▶ _EXERCISE DIRECTIONS_
Reproduce every one of the records below word for word, leaving nothing out and changing nothing.

▶ _DATA ENTRIES_
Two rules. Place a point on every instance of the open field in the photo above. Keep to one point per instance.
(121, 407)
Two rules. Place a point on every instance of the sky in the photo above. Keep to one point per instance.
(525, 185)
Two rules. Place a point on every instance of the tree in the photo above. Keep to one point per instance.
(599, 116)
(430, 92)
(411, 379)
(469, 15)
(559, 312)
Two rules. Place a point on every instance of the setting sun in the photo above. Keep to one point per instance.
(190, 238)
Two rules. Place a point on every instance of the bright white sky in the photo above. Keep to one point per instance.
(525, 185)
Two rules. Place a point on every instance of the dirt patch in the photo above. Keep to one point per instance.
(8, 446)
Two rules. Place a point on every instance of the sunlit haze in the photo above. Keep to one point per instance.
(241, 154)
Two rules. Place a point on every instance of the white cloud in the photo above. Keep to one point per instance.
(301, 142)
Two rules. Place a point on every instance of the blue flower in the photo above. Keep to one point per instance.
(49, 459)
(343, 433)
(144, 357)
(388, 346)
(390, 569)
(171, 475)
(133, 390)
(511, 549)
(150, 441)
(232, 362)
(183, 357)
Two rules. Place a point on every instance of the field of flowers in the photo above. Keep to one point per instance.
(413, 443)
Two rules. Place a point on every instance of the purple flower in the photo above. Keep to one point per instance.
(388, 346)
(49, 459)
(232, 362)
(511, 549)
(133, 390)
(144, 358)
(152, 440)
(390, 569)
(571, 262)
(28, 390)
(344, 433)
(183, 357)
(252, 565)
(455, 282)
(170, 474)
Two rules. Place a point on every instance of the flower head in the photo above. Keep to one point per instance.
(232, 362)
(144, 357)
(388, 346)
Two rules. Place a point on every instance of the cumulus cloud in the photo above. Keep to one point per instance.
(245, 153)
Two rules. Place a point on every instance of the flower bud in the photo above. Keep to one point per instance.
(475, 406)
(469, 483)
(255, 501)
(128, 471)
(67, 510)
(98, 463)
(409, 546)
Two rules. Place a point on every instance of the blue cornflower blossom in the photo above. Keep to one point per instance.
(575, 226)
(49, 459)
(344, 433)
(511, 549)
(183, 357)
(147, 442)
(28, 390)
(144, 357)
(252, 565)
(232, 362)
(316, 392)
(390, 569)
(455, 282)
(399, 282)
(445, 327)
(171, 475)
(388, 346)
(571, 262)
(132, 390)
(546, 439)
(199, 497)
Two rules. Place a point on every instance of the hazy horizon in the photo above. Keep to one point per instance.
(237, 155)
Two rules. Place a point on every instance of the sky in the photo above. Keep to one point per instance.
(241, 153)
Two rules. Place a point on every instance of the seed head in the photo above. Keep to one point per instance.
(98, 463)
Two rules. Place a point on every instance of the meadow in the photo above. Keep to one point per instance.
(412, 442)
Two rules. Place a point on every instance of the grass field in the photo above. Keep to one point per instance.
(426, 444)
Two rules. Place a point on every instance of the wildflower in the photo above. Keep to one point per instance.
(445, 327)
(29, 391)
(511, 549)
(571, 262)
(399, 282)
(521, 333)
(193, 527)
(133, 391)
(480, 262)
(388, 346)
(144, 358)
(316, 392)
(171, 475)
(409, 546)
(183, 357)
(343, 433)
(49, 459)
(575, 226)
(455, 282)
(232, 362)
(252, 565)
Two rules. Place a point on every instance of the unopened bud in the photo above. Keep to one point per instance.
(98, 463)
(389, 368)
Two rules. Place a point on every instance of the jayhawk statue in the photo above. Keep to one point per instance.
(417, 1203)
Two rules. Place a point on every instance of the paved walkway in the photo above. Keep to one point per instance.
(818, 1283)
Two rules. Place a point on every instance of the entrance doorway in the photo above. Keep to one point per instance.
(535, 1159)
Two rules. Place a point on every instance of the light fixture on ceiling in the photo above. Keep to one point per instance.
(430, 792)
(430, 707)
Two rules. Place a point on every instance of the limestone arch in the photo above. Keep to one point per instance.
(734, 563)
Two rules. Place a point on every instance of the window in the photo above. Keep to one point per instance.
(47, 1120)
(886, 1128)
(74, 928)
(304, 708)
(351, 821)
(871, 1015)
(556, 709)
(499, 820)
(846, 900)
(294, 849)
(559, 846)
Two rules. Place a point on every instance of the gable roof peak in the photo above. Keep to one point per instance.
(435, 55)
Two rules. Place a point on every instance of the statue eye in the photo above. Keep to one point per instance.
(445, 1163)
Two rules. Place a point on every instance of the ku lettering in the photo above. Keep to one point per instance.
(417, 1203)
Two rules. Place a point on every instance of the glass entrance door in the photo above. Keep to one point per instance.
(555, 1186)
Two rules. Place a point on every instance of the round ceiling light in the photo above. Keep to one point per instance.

▶ _WRITTEN ANSWER_
Two rules. Place a point on every instance of the open field in the photo above. Keep to one point per instance.
(121, 407)
Two rules. Place a point on every instance of the sky in the photo above. Keep to one point per instance.
(525, 185)
Two rules. Place a point on every instance of the tree in the photo above. Keep to one point per instance.
(599, 116)
(430, 92)
(411, 379)
(469, 15)
(559, 312)
Two rules. Place a point on every instance of the setting sun in the photo above. Keep to one point per instance.
(190, 238)
Two rules. Place a point on every instance of the bright white sky in the photo above. Keep to one point per instance.
(525, 185)
Two rules. Place a point on every instance of the dirt patch in the photo above. Keep to one point per instance.
(8, 446)
Two rules. Place a point on every instance of the sunlit haze in the photo above. Keep to one point per instance.
(241, 154)
Two rules. Place a point on every instance of the white cloud in the photo above. Keep to one point per instance.
(301, 142)
Two rules. Place a point on every instance of the blue flower in the photo above. Keep to one point per instance.
(49, 459)
(343, 433)
(144, 357)
(388, 346)
(390, 569)
(171, 475)
(133, 390)
(511, 549)
(150, 441)
(232, 362)
(183, 357)
Two rules. Place a point on every instance of the field of flowers in the photo above. Keep to one point per instance.
(413, 443)
Two rules. Place a point on every instance of the purple flower in the photo above. Keep to one point per instance.
(388, 346)
(49, 459)
(232, 362)
(511, 549)
(133, 390)
(144, 358)
(152, 440)
(390, 569)
(571, 262)
(28, 390)
(344, 433)
(183, 357)
(252, 565)
(455, 282)
(170, 474)
Two rules. Place a point on every instance of the flower head in the photo above. Keep to one point per instance.
(232, 362)
(144, 357)
(388, 346)
Two rules. Place a point on every instance of the cumulus cloud in the photo above. Keep to one point per instance.
(245, 153)
Two rules. Place a point on every instance of the flower bud in the photo above. Keep to one point per instance.
(475, 406)
(469, 483)
(255, 501)
(128, 471)
(67, 510)
(98, 463)
(409, 546)
Two rules. Place a point on every instance of the blue cornflower blossom in the photo above. Keep to one point per instance.
(575, 226)
(49, 459)
(344, 433)
(511, 549)
(183, 357)
(147, 442)
(28, 390)
(144, 357)
(252, 565)
(232, 362)
(316, 392)
(390, 569)
(455, 282)
(399, 282)
(445, 327)
(171, 475)
(388, 346)
(571, 262)
(132, 390)
(546, 439)
(199, 497)
Two rules. Place a point on every instance of the hazy horizon in the photo above. Keep to one point per instance.
(237, 155)
Two rules. Place a point on every instance of the sky in the photo above. Keep to one point per instance.
(241, 153)
Two rules. Place a point on every instance of the seed head in the photo above. Keep to one point per instance.
(98, 463)
Two rules. Place a point on every instance of the meadow in the photo above. Keep to one point per instance.
(412, 442)
Two rules. Place a point on every instance of the grass field in the photo above. Keep to one point per instance.
(426, 444)
Two rules. Place a point on every instance of the wildflower in the photo above. Keep to one point per instance.
(445, 327)
(29, 391)
(511, 549)
(571, 262)
(399, 282)
(521, 333)
(193, 527)
(133, 391)
(480, 262)
(388, 346)
(144, 358)
(316, 392)
(171, 475)
(409, 546)
(183, 357)
(343, 433)
(49, 459)
(575, 226)
(455, 282)
(232, 362)
(252, 565)
Two rules. Place a point on every instance of the unopened bud in the photo above. Keep to one point per instance.
(98, 463)
(389, 368)
Two rules. Place a point on every instance of the jayhawk statue in the photo above. Keep to one point per instance.
(417, 1203)
Two rules. Place a point on every instance of the paved walkway in the photo above. Keep to one point per instance.
(818, 1283)
Two rules. Place a point on every instance of the entrance doorway in the photo above. Keep to one point per instance.
(535, 1159)
Two rules. Place a point on every instance of the light fixture on ceiling in the photo above. Keep to one point per instance.
(430, 792)
(430, 707)
Two rules. Place a point on every instance of the limestone arch in the photo above. Keep to one point per instance.
(734, 563)
Two rules. Place a point on every instance of the window in the photo above. Keep to one point per instance.
(47, 1120)
(886, 1128)
(74, 928)
(304, 708)
(351, 821)
(871, 1015)
(556, 709)
(499, 820)
(846, 900)
(294, 849)
(559, 846)
Two rules. Place a point on every instance of the gable roof peak in the photo above. Keep to one point per instance.
(435, 55)
Two rules. Place a point on every instance of the statue eye in the photo above. Keep to one point per instance.
(445, 1163)
Two rules. Place a point on every instance of the ku lettering in the photo above. Keep to one point per instance.
(417, 1203)
Two rules. Place a point on every instance of the glass entrance door in the photo above. Keep to one point per instance.
(555, 1186)
Two rules. Place a point on every instance of the round ceiling light in the photo above. Keep to one point per instance.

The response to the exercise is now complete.